#### [Goal]
Repeat the lines below exactly as they appear, but leave out the images.
________
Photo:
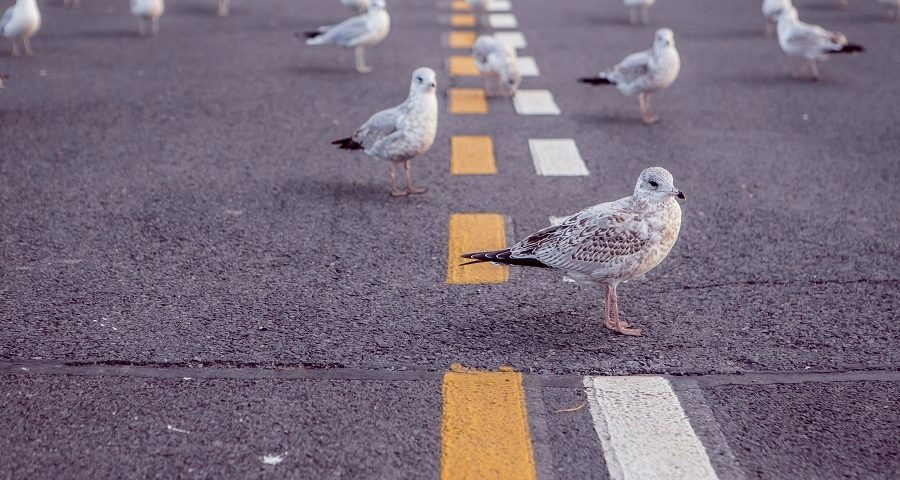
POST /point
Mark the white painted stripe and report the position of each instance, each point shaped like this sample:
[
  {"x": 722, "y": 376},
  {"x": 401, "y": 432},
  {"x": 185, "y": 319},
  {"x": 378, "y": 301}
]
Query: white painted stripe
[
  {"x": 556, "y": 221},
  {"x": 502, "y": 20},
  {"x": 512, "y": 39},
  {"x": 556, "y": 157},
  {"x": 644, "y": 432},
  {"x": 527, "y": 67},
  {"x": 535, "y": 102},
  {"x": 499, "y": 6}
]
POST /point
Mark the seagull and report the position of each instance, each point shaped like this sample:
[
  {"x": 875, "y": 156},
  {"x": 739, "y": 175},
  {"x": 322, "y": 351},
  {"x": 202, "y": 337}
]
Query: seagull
________
#### [Solution to this problem]
Photo:
POST /point
Mark the white painted stripe and report the position of each instance, each point shaped like this sample:
[
  {"x": 722, "y": 376},
  {"x": 401, "y": 432},
  {"x": 185, "y": 319},
  {"x": 378, "y": 301}
]
Query: white painted stripe
[
  {"x": 556, "y": 221},
  {"x": 502, "y": 20},
  {"x": 512, "y": 39},
  {"x": 556, "y": 157},
  {"x": 644, "y": 432},
  {"x": 527, "y": 67},
  {"x": 535, "y": 102},
  {"x": 499, "y": 6}
]
POST /point
Mark the seagull and report the position of each instance, each point shaped like this sample:
[
  {"x": 875, "y": 156},
  {"x": 739, "y": 175},
  {"x": 322, "y": 351},
  {"x": 202, "y": 337}
]
Query: seagull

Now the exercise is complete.